| STORED DATA |
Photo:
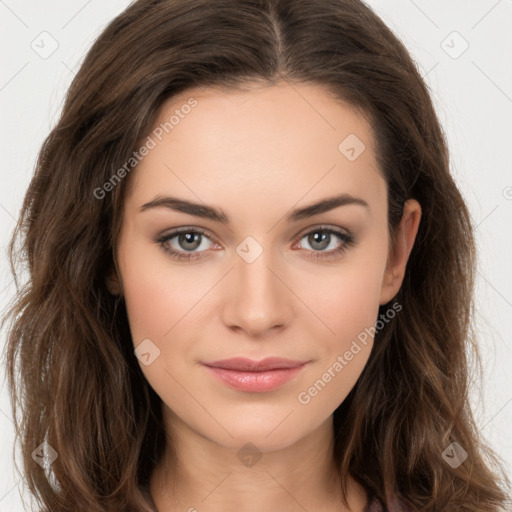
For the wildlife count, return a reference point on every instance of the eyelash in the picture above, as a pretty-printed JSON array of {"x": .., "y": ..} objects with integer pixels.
[{"x": 347, "y": 239}]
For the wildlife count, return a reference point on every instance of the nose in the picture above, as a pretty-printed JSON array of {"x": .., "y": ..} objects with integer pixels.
[{"x": 257, "y": 300}]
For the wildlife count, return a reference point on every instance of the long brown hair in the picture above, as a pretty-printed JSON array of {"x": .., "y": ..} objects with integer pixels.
[{"x": 75, "y": 383}]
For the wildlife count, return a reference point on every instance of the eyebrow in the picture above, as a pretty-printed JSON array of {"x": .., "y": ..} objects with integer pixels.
[{"x": 209, "y": 212}]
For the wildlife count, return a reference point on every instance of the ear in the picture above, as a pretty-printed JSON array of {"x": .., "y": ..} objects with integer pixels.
[
  {"x": 112, "y": 281},
  {"x": 399, "y": 251}
]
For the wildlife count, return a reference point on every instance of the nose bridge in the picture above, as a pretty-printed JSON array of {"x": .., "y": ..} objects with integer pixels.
[{"x": 257, "y": 300}]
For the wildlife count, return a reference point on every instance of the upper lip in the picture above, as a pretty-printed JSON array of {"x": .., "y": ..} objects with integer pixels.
[{"x": 245, "y": 364}]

| EXERCISE GOAL |
Beginning at the line that contains "of the upper" and ending with the last line of the entries, write out only those lines again, requests included. Scale every point coordinate in the answers by 1.05 and round to whole numbers, with halves rounded up.

| RESULT |
For the wildlife count, return a reference point on every instance of the upper lip in the picture above, as a pretty-printed JSON array of {"x": .., "y": ..} objects with integer pixels.
[{"x": 257, "y": 382}]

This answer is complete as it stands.